● **Supplied text**:
This article will explain the concept of hyperparameter tuning and the different methods that are used to perform this tuning, and their implementation using python
Table of Content
Model Parameters Vs Model Hyperparameters
What is hyperparameter tuning?
Examples of hyperparameters for algorithms
Advantages and Disadvantages of hyperparameter tuning
How to perform hyperparameter tuning?:- Coarse to Finner Approach (RandomizedSearchCV + GridSearchCV)
Summary
Code and References
Model Parameters Vs Model Hyperparameters
The model parameters are the variables that allow the model to train on the training data. We do not set the value of model parameters. Their values change gradually during the training process. However, sometimes we do need to provide the initial values for them. The change in the value of model parameters is stopped when the training is completed.
For example, in the training of deep learning models, the weights and biases can be considered as model parameters. This is because before the start of training, weights and biases are initialized randomly, and during the training, they gradually change until the training is completed.

(Items drawn from a data source)

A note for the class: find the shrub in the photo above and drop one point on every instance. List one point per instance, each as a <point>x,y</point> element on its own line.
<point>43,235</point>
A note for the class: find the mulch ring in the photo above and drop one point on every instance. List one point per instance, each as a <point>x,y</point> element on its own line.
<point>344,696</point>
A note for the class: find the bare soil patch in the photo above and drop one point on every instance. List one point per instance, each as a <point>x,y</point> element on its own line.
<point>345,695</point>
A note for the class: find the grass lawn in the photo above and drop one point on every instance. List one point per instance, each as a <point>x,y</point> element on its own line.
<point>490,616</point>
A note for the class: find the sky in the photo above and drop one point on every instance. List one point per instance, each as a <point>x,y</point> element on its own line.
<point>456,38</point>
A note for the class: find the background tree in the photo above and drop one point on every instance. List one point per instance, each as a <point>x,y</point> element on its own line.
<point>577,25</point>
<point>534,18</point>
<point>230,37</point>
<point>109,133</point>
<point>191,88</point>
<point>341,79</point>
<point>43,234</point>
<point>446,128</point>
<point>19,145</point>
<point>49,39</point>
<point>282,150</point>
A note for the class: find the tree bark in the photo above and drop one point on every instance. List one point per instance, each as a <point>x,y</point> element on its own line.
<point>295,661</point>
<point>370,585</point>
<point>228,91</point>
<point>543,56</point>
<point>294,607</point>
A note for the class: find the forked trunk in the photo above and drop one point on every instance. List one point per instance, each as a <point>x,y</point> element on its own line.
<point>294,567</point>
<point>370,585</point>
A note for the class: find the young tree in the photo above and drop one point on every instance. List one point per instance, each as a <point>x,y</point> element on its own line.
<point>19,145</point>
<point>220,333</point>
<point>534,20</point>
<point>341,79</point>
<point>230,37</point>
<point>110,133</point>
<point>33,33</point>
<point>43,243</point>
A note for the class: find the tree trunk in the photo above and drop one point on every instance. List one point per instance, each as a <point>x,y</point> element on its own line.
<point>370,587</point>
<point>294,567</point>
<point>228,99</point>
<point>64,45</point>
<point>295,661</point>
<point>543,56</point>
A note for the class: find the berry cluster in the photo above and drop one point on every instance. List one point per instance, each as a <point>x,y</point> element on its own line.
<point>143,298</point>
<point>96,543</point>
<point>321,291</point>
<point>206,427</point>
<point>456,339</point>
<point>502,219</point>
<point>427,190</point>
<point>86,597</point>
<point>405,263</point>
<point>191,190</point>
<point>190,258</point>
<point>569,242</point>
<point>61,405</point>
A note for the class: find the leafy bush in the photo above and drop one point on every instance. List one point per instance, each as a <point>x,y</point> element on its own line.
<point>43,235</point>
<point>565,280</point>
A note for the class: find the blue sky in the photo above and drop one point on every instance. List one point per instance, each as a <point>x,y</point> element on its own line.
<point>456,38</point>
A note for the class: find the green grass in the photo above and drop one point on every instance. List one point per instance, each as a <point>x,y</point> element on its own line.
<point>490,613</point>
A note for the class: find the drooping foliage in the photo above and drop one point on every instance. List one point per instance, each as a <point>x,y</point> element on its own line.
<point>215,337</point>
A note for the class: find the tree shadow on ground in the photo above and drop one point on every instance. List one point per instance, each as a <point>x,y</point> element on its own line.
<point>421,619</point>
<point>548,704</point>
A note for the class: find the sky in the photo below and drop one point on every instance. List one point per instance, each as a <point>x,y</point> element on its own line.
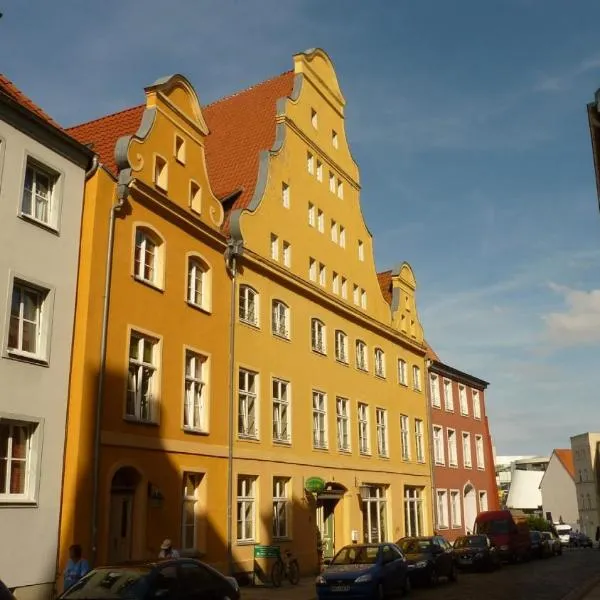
<point>468,122</point>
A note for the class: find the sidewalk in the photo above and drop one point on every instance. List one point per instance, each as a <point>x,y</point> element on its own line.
<point>305,590</point>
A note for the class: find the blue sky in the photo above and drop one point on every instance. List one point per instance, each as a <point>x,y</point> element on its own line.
<point>468,121</point>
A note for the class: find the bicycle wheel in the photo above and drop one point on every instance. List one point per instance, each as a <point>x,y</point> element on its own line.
<point>294,572</point>
<point>277,573</point>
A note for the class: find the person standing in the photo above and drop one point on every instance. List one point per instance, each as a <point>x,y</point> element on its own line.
<point>76,568</point>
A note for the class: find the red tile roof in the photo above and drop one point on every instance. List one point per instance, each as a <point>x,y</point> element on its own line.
<point>10,89</point>
<point>566,458</point>
<point>241,126</point>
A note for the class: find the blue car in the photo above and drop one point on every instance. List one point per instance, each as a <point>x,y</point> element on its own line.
<point>365,572</point>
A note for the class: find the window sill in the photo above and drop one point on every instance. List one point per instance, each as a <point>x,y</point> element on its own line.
<point>149,284</point>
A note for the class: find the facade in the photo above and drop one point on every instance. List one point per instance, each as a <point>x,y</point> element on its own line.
<point>585,466</point>
<point>559,497</point>
<point>313,424</point>
<point>42,173</point>
<point>464,476</point>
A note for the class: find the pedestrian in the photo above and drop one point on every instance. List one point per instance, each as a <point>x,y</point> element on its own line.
<point>167,550</point>
<point>76,568</point>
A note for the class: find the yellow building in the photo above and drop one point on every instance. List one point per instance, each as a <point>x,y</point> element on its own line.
<point>305,369</point>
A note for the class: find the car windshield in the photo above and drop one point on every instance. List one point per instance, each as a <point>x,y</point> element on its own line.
<point>111,584</point>
<point>471,541</point>
<point>356,555</point>
<point>415,546</point>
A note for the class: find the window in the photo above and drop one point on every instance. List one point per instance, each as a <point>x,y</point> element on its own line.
<point>274,247</point>
<point>287,254</point>
<point>462,399</point>
<point>322,274</point>
<point>17,458</point>
<point>467,460</point>
<point>438,445</point>
<point>189,513</point>
<point>402,374</point>
<point>194,405</point>
<point>248,305</point>
<point>160,173</point>
<point>379,362</point>
<point>361,356</point>
<point>434,387</point>
<point>281,411</point>
<point>311,214</point>
<point>442,508</point>
<point>247,403</point>
<point>143,376</point>
<point>413,511</point>
<point>39,194</point>
<point>375,515</point>
<point>342,415</point>
<point>405,437</point>
<point>417,378</point>
<point>483,501</point>
<point>419,439</point>
<point>479,452</point>
<point>363,428</point>
<point>246,508</point>
<point>381,424</point>
<point>26,333</point>
<point>197,275</point>
<point>280,507</point>
<point>452,454</point>
<point>280,323</point>
<point>312,269</point>
<point>448,395</point>
<point>476,404</point>
<point>341,347</point>
<point>455,511</point>
<point>319,420</point>
<point>318,339</point>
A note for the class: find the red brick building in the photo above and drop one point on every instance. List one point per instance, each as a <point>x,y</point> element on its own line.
<point>464,478</point>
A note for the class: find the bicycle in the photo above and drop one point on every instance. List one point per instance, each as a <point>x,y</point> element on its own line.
<point>286,566</point>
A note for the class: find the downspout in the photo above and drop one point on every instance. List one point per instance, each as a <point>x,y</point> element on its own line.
<point>122,191</point>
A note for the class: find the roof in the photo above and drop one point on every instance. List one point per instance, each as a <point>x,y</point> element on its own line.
<point>10,89</point>
<point>241,127</point>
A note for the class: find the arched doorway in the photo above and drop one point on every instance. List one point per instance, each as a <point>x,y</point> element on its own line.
<point>470,504</point>
<point>123,488</point>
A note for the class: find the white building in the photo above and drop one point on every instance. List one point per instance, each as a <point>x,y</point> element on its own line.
<point>42,175</point>
<point>585,456</point>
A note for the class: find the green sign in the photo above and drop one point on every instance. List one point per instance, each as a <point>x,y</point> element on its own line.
<point>266,551</point>
<point>314,485</point>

● **Tasks**:
- a) Rewrite the hyperparameter tuning article from "This article will" to "(RandomizedSearchCV + GridSearchCV)", swapping "hyperparameter tuning" for "hyperparameter optimization" throughout.
- b) Locate each line in the rows above that contains the string "grass" and copy those lines.

● **Answers to each task**:
- a)
This article will explain the concept of hyperparameter optimization and the different methods that are used to perform this tuning, and their implementation using python
Table of Content
Model Parameters Vs Model Hyperparameters
What is hyperparameter optimization?
Examples of hyperparameters for algorithms
Advantages and Disadvantages of hyperparameter optimization
How to perform hyperparameter optimization?:- Coarse to Finner Approach (RandomizedSearchCV + GridSearchCV)

- b)
A note for the class: find the grass lawn in the photo above and drop one point on every instance. List one point per instance, each as a <point>x,y</point> element on its own line.
A note for the class: find the green grass in the photo above and drop one point on every instance. List one point per instance, each as a <point>x,y</point> element on its own line.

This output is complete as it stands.